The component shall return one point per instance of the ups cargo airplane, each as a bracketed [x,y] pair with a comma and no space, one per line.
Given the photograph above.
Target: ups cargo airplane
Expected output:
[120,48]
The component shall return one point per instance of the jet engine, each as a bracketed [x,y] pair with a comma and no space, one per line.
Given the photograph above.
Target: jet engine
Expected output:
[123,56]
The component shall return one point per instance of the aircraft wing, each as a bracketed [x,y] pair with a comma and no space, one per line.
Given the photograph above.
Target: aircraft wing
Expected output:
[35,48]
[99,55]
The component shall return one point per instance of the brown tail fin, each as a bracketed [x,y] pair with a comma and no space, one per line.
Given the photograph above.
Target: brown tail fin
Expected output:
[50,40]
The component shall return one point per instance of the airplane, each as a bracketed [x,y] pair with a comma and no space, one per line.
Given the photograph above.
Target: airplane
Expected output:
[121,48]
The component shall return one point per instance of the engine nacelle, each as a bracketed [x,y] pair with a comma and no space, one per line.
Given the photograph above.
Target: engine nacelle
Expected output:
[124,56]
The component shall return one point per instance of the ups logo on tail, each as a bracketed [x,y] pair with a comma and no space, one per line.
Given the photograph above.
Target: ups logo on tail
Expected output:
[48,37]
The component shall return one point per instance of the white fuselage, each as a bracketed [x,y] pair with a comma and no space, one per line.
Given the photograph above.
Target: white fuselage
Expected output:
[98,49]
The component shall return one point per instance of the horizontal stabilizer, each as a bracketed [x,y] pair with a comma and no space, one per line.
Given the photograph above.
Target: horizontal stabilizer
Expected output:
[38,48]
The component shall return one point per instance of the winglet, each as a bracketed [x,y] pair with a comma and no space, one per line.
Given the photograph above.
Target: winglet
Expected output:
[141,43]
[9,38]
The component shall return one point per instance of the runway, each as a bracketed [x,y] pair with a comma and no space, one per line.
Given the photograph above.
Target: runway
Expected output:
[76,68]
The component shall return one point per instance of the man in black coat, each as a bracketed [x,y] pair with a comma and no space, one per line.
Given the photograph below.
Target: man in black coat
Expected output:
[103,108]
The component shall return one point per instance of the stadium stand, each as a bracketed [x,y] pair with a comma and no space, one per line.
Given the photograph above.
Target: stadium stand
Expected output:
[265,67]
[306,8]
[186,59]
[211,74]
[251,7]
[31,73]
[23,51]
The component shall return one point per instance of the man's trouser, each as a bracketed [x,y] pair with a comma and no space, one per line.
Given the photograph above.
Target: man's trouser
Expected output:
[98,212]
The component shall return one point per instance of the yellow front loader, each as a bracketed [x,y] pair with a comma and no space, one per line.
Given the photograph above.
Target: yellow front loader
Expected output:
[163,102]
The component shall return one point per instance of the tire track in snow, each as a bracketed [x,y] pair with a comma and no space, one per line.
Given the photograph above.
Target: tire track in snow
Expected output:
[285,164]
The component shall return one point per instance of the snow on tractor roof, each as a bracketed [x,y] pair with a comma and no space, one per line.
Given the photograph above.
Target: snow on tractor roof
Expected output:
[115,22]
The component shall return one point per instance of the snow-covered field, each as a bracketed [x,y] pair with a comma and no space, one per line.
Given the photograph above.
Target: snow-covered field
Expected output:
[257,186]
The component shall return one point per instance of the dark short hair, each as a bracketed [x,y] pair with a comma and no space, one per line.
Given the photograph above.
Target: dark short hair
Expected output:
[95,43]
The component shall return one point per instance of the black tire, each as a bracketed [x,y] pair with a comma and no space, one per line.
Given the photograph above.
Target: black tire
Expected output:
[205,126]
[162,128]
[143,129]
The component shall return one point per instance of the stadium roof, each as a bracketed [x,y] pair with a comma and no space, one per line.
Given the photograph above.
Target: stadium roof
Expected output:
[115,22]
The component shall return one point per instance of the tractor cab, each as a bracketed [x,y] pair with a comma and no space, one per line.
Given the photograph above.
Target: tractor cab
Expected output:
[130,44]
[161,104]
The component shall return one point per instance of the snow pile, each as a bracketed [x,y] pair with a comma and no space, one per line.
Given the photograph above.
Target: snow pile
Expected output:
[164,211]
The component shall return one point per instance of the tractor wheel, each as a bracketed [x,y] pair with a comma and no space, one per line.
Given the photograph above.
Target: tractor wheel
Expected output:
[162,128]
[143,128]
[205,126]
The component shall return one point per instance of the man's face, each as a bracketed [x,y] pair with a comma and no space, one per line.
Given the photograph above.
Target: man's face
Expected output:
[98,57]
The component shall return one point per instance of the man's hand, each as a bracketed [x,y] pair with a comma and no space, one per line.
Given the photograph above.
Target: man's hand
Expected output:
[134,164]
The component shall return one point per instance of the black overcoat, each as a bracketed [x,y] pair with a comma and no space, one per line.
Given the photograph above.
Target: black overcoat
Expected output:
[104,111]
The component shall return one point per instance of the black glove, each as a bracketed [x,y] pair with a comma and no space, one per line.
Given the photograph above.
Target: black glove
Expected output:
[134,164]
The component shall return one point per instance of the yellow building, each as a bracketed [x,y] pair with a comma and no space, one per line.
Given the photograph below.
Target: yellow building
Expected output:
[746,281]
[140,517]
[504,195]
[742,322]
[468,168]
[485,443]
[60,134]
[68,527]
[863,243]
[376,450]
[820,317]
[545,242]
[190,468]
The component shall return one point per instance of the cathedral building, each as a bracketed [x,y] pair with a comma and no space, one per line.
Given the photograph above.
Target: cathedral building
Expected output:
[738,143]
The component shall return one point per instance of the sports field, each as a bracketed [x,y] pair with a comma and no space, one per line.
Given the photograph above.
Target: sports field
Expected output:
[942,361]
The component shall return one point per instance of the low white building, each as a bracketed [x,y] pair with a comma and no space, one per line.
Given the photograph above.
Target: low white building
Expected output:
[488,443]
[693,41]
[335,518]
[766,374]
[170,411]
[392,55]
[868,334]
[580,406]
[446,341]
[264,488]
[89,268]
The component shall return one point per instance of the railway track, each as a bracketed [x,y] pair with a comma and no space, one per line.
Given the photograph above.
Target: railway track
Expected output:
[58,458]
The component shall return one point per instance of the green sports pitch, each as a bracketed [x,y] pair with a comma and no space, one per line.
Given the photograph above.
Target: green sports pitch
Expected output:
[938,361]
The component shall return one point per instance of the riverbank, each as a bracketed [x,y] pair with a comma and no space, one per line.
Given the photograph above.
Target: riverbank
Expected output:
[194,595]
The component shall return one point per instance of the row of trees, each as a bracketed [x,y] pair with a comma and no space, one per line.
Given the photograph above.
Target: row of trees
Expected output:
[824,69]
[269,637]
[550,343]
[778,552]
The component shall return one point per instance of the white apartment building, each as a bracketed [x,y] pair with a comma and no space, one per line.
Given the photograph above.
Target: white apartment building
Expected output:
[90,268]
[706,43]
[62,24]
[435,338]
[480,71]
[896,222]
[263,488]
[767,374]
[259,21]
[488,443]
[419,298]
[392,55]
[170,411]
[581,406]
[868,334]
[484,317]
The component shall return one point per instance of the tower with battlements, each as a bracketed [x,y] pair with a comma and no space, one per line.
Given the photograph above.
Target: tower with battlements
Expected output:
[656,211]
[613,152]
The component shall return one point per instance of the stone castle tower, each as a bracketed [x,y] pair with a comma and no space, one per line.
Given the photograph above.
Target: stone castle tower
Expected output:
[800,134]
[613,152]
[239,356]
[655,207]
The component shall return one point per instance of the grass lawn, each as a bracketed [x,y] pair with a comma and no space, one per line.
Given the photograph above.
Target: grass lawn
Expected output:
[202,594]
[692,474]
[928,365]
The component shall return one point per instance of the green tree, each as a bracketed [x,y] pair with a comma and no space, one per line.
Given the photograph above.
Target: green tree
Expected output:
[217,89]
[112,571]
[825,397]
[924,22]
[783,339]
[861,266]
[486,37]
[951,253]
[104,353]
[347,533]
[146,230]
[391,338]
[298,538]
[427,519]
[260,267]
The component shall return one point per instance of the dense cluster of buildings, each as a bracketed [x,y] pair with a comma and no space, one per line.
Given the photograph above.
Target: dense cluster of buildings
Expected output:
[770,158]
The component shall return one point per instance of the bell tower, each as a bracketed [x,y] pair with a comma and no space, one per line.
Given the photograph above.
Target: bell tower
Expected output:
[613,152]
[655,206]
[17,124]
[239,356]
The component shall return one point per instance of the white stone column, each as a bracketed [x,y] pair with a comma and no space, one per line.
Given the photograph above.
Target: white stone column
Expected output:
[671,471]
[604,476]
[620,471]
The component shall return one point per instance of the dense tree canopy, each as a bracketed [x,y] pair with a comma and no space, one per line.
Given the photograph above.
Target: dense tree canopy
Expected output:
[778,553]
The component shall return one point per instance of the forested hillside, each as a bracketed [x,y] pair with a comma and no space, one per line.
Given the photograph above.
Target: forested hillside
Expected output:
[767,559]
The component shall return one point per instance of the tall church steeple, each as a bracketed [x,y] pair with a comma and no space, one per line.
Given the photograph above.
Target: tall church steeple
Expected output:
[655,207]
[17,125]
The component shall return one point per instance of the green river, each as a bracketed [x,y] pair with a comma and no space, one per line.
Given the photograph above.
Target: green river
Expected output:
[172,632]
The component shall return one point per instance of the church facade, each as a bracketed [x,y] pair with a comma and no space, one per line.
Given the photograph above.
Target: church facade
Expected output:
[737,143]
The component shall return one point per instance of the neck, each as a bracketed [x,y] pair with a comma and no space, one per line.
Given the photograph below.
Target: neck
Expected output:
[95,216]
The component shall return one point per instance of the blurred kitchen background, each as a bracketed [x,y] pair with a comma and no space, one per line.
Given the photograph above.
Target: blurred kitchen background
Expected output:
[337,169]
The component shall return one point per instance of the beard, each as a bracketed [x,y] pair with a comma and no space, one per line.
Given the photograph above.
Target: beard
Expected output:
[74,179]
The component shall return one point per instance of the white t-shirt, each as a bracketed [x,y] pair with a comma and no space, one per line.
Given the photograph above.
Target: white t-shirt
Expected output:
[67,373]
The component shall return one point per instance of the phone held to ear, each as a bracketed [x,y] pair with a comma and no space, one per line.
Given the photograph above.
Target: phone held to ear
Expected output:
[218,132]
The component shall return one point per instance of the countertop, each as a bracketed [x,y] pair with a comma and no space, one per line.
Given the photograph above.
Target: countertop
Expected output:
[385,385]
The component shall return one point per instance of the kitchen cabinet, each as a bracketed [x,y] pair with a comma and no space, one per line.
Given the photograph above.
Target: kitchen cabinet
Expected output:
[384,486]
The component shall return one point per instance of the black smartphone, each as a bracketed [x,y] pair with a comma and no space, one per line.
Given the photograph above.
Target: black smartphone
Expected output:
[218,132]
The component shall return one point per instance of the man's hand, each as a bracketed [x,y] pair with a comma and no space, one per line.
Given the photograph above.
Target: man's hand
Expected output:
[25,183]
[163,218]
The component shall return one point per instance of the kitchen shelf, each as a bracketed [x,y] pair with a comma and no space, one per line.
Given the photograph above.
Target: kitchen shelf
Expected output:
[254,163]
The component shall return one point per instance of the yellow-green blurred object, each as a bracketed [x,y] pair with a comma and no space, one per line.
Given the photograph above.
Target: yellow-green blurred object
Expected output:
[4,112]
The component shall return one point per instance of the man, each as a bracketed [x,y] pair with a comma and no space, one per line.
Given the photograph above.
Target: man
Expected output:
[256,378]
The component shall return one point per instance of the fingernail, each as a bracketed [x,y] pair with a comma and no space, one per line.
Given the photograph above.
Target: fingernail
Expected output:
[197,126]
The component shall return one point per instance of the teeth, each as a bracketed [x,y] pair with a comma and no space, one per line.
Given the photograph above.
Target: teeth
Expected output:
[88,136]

- _INSTRUCTIONS TO FOLLOW_
When a line of the records has the word "track", pick it out and copy it.

- _ANSWER SPACE_
The component shall return one point per instance of the tire track in snow, each as a bracketed [x,y] pair with a comma and no space, one per line.
Target: tire track in snow
The component shall return one point per instance of the railway track, each as a bracketed [x,y] pair with a comma and no space, one per line.
Target: railway track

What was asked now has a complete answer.